# Task objective
All entries must be repeated exactly; do not include the pictures.

(Records from a dataset)
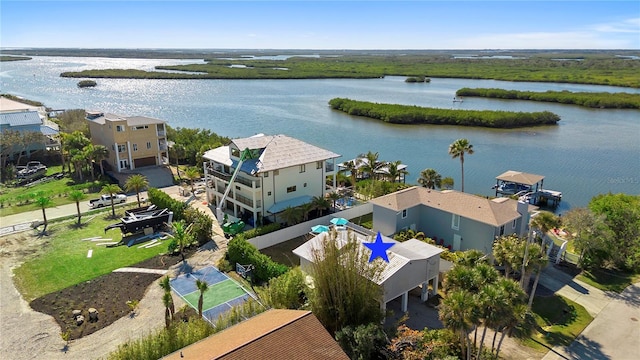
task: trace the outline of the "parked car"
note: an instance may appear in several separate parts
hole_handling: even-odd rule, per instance
[[[116,194],[113,196],[114,204],[122,204],[127,201],[127,195]],[[103,206],[111,206],[111,195],[102,195],[97,199],[89,200],[90,208],[99,208]]]

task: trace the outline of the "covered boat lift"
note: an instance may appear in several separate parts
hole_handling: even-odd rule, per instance
[[[562,200],[562,192],[542,188],[544,176],[509,170],[496,177],[496,196],[516,195],[530,204],[557,206]]]

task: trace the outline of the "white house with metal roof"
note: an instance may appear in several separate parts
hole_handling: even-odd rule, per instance
[[[34,151],[51,150],[60,145],[56,139],[59,133],[58,125],[47,118],[43,106],[33,106],[0,96],[0,133],[15,131],[20,134],[40,133],[42,141],[28,144],[24,148],[15,148],[15,152],[25,152],[28,158]],[[9,154],[12,158],[15,154]]]
[[[293,250],[293,253],[300,258],[300,268],[306,273],[312,273],[311,268],[314,259],[322,257],[322,254],[315,253],[322,249],[324,241],[331,241],[331,232],[323,232],[300,245]],[[374,236],[361,234],[351,228],[338,230],[335,232],[335,241],[339,248],[347,244],[349,236],[355,238],[358,244],[373,242]],[[402,312],[407,311],[409,292],[417,287],[421,288],[421,300],[426,301],[429,295],[438,293],[438,277],[440,271],[440,253],[443,251],[437,246],[427,244],[417,239],[405,242],[398,242],[391,238],[382,237],[385,243],[394,243],[387,250],[389,262],[378,258],[375,262],[383,264],[383,270],[379,278],[369,279],[382,287],[383,295],[380,299],[380,306],[384,311],[387,303],[398,297],[401,299]],[[364,253],[369,256],[371,250],[362,246]],[[431,292],[429,292],[431,285]]]
[[[335,187],[335,159],[340,155],[286,135],[258,134],[204,153],[207,199],[211,204],[218,205],[222,200],[246,149],[252,156],[242,161],[220,208],[251,226],[289,206],[324,197],[329,191],[327,176],[334,175]]]
[[[412,229],[452,251],[477,249],[486,254],[497,236],[527,235],[531,213],[537,209],[506,197],[488,199],[416,186],[370,202],[373,228],[384,235]]]

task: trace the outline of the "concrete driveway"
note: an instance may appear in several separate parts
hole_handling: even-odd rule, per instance
[[[640,283],[620,294],[605,292],[548,266],[540,284],[584,306],[594,317],[571,345],[554,347],[544,360],[640,358]]]

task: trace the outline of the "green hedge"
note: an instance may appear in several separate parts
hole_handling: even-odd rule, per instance
[[[329,105],[349,115],[365,116],[394,124],[434,124],[517,128],[555,125],[560,116],[549,112],[513,112],[490,110],[449,110],[410,105],[379,104],[334,98]]]
[[[200,245],[211,240],[213,236],[213,219],[200,210],[187,206],[167,195],[165,192],[151,188],[147,191],[149,201],[158,208],[167,208],[173,211],[173,220],[184,220],[187,224],[193,224],[193,234]]]
[[[251,239],[256,236],[272,233],[274,231],[280,230],[281,225],[279,223],[271,223],[269,225],[260,226],[257,228],[253,228],[251,230],[247,230],[242,233],[242,237],[245,239]]]
[[[589,108],[640,109],[640,94],[571,91],[517,91],[492,88],[462,88],[457,96],[478,96],[495,99],[532,100],[574,104]]]
[[[251,264],[254,269],[254,280],[257,283],[268,282],[270,279],[278,277],[287,271],[289,267],[279,264],[249,243],[244,234],[236,235],[227,244],[227,259],[232,267],[236,263],[242,265]]]

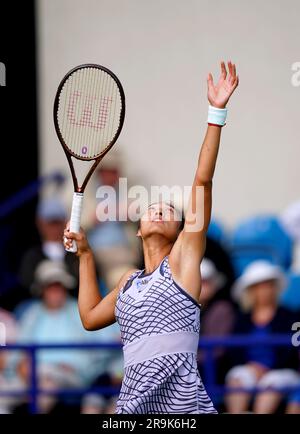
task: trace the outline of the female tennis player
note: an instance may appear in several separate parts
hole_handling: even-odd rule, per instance
[[[200,263],[210,222],[212,178],[226,104],[238,85],[235,65],[221,63],[214,84],[208,75],[208,128],[201,147],[184,226],[168,203],[148,207],[138,235],[144,270],[129,270],[106,297],[99,294],[93,254],[84,232],[64,232],[77,242],[79,312],[87,330],[115,321],[124,344],[124,379],[117,413],[216,413],[200,378],[196,353],[200,331]],[[204,195],[201,192],[204,191]],[[199,200],[204,197],[204,200]],[[198,218],[200,217],[200,218]],[[195,220],[202,224],[195,224]]]

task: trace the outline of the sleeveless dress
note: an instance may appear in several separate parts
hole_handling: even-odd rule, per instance
[[[124,345],[116,413],[217,413],[197,369],[200,305],[174,282],[168,257],[129,277],[115,316]]]

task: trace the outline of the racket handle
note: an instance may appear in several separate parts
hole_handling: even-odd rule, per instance
[[[71,211],[71,219],[70,219],[70,232],[78,233],[80,231],[82,203],[83,203],[83,193],[75,192],[73,194],[73,203],[72,203],[72,211]],[[73,240],[72,242],[72,247],[66,248],[66,251],[72,253],[77,252],[77,244],[75,240]]]

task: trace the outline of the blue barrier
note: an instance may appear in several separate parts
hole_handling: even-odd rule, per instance
[[[300,344],[300,343],[299,343]],[[248,347],[248,346],[257,346],[257,345],[267,345],[267,346],[289,346],[291,344],[291,336],[284,334],[274,334],[269,337],[264,338],[253,338],[249,335],[234,335],[234,336],[226,336],[226,337],[201,337],[199,341],[199,349],[205,351],[206,356],[203,362],[204,368],[204,377],[205,377],[205,387],[208,393],[213,398],[216,394],[224,394],[229,390],[233,390],[233,388],[228,388],[224,386],[220,386],[216,383],[216,369],[215,369],[215,359],[213,352],[215,348],[220,347]],[[108,394],[114,395],[119,392],[118,387],[86,387],[86,388],[72,388],[72,389],[57,389],[57,390],[42,390],[38,388],[37,385],[37,352],[39,350],[51,350],[51,349],[114,349],[121,350],[122,345],[119,343],[48,343],[48,344],[9,344],[6,346],[0,346],[0,350],[21,350],[27,351],[31,356],[31,381],[30,387],[27,391],[13,391],[13,392],[5,392],[1,391],[0,396],[19,396],[29,393],[30,395],[30,412],[32,414],[37,413],[37,397],[39,394],[52,395],[55,394],[57,396],[72,396],[72,395],[82,395],[88,392],[95,392],[99,394]],[[283,392],[291,392],[294,390],[298,390],[299,386],[296,387],[287,387],[282,388]],[[239,391],[245,389],[234,388],[234,390]],[[254,387],[248,388],[249,392],[257,392],[261,391],[261,388]],[[268,388],[268,390],[272,390]],[[278,390],[278,389],[277,389]]]

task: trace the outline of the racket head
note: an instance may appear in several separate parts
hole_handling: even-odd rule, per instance
[[[125,94],[120,80],[101,65],[76,66],[58,86],[53,117],[67,155],[79,160],[100,160],[123,127]]]

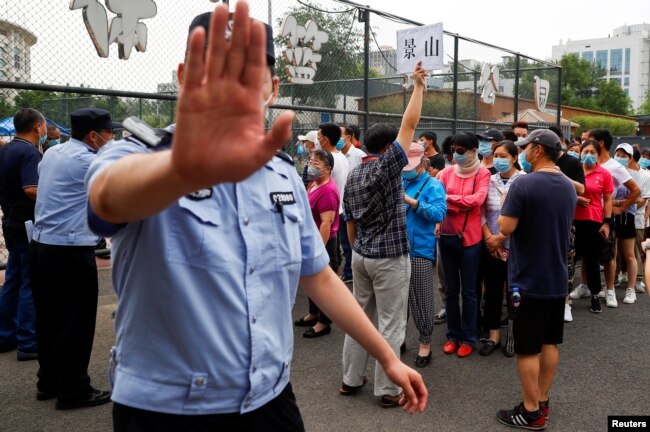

# Solution to the problem
task: trace the outline of the "parked car"
note: an instance may appear in several separate parts
hole_handling: even-odd rule, per instance
[[[116,194],[113,196],[114,204],[122,204],[127,201],[127,195]],[[103,206],[111,206],[111,195],[102,195],[97,199],[89,200],[90,208],[99,208]]]

task: trace the outline of the "covered boat lift"
note: an instance may appear in several separate parts
hole_handling: even-odd rule, per instance
[[[562,200],[562,192],[542,188],[544,176],[509,170],[496,177],[496,196],[516,195],[530,204],[557,206]]]

task: trace the outline of the "white house with metal roof"
note: an instance may appear in several separate parts
hole_handling: even-odd rule, per instance
[[[34,151],[51,150],[60,145],[56,139],[59,133],[58,125],[47,118],[43,106],[33,106],[0,96],[0,133],[15,131],[20,134],[40,133],[42,141],[28,144],[24,148],[15,148],[15,152],[25,152],[28,158]],[[9,154],[12,158],[15,154]]]
[[[293,250],[293,253],[300,258],[300,268],[306,273],[312,273],[311,268],[314,259],[322,257],[322,254],[315,253],[322,249],[324,241],[331,241],[331,232],[323,232],[300,245]],[[374,236],[361,234],[351,228],[338,230],[335,232],[335,241],[339,248],[347,244],[349,236],[355,238],[358,244],[373,242]],[[402,312],[407,311],[409,292],[417,287],[421,288],[421,300],[426,301],[429,295],[438,293],[438,277],[440,271],[440,253],[443,251],[437,246],[427,244],[417,239],[405,242],[398,242],[391,238],[382,237],[385,243],[394,243],[387,250],[389,262],[378,258],[375,262],[383,264],[383,270],[379,278],[369,279],[382,287],[383,295],[380,299],[380,306],[384,311],[387,303],[398,297],[401,299]],[[364,253],[369,256],[371,250],[362,246]],[[431,292],[429,292],[431,285]]]
[[[335,187],[335,159],[340,155],[286,135],[258,134],[204,153],[207,199],[211,204],[218,205],[222,200],[246,149],[252,156],[242,161],[220,208],[251,226],[289,206],[324,197],[329,191],[327,176],[334,175]]]
[[[412,229],[452,251],[477,249],[486,254],[497,236],[527,235],[531,213],[537,209],[506,197],[488,199],[416,186],[370,202],[373,228],[384,235]]]

task: trace the outline of the "concrete driveway"
note: an instance may appear in several separate parts
hole_handling: even-odd rule, per instance
[[[640,283],[620,294],[605,292],[548,266],[540,284],[584,306],[594,317],[571,345],[554,347],[544,360],[640,358]]]

task: trace the outline of the "green hedge"
note: an instance may appear in several separate parts
hole_handling: even-odd rule, per instance
[[[329,105],[349,115],[365,116],[394,124],[434,124],[517,128],[555,125],[560,116],[549,112],[513,112],[490,110],[449,110],[410,105],[379,104],[334,98]]]
[[[200,245],[211,240],[213,236],[213,219],[200,210],[187,206],[167,195],[165,192],[151,188],[147,191],[149,201],[158,208],[167,208],[173,211],[173,220],[184,220],[187,224],[193,224],[193,234]]]
[[[251,239],[256,236],[272,233],[274,231],[280,230],[281,225],[279,223],[271,223],[269,225],[260,226],[257,228],[253,228],[251,230],[247,230],[242,233],[242,237],[245,239]]]
[[[589,108],[640,109],[640,94],[571,91],[517,91],[492,88],[462,88],[457,96],[478,96],[495,99],[532,100],[574,104]]]
[[[251,264],[254,269],[254,280],[257,283],[268,282],[270,279],[278,277],[287,271],[289,267],[279,264],[249,243],[244,234],[236,235],[227,244],[227,259],[232,267],[236,263],[242,265]]]

task: trace the outline of the female tennis player
note: an instance may appear in several separate parts
hole_handling: even-odd rule, per instance
[[[200,263],[210,222],[212,178],[226,104],[238,85],[235,65],[221,63],[214,84],[208,75],[208,128],[201,147],[184,226],[168,203],[148,207],[138,235],[144,270],[129,270],[106,297],[99,294],[93,254],[84,232],[64,232],[77,242],[79,312],[87,330],[115,321],[124,344],[124,379],[117,413],[216,413],[200,378],[196,353],[200,331]],[[204,195],[201,192],[204,191]],[[199,200],[204,197],[204,200]],[[198,218],[200,217],[200,218]],[[195,220],[202,224],[195,224]]]

task: trace the outline of the sleeveless dress
note: an instance may appear in several separate parts
hole_handling: even-odd rule, per instance
[[[124,345],[116,413],[217,413],[197,369],[200,305],[174,282],[168,257],[129,277],[115,316]]]

task: trace the outline of the racket handle
note: an instance may appear in several separate parts
hole_handling: even-odd rule, per instance
[[[71,211],[71,219],[70,219],[70,232],[78,233],[80,231],[82,203],[83,203],[83,193],[75,192],[73,194],[73,203],[72,203],[72,211]],[[73,240],[72,242],[72,247],[66,248],[66,251],[72,253],[77,252],[77,244],[75,240]]]

task: trace the outline of the blue barrier
note: an instance may appear in several separate parts
hole_handling: even-odd rule, per instance
[[[300,344],[300,343],[299,343]],[[248,347],[248,346],[257,346],[257,345],[267,345],[267,346],[289,346],[291,344],[291,336],[284,334],[274,334],[269,337],[264,338],[253,338],[249,335],[234,335],[234,336],[226,336],[226,337],[201,337],[199,341],[199,349],[205,351],[206,356],[203,362],[204,368],[204,377],[205,377],[205,387],[208,393],[213,398],[216,394],[224,394],[229,390],[233,390],[233,388],[228,388],[224,386],[220,386],[216,383],[216,369],[215,369],[215,359],[213,352],[215,348],[220,347]],[[108,394],[114,395],[119,392],[118,387],[86,387],[86,388],[72,388],[72,389],[57,389],[57,390],[42,390],[38,388],[37,385],[37,352],[39,350],[51,350],[51,349],[114,349],[121,350],[122,345],[119,343],[48,343],[48,344],[9,344],[6,346],[0,346],[0,350],[21,350],[27,351],[31,356],[31,381],[30,387],[27,391],[13,391],[13,392],[5,392],[1,391],[0,396],[19,396],[29,393],[30,395],[30,412],[32,414],[37,413],[37,397],[39,394],[52,395],[55,394],[57,396],[72,396],[72,395],[82,395],[88,392],[95,392],[99,394]],[[283,392],[291,392],[294,390],[298,390],[299,386],[296,387],[287,387],[282,388]],[[239,391],[245,389],[234,388],[234,390]],[[254,387],[248,388],[249,392],[257,392],[261,391],[261,388]],[[268,388],[268,390],[272,390]],[[278,390],[278,389],[277,389]]]

task: trace the outline of the racket head
note: an instance may appear in several separate parts
hole_handling: even-odd rule, per instance
[[[125,94],[120,80],[101,65],[76,66],[58,86],[53,117],[67,155],[79,160],[100,160],[123,127]]]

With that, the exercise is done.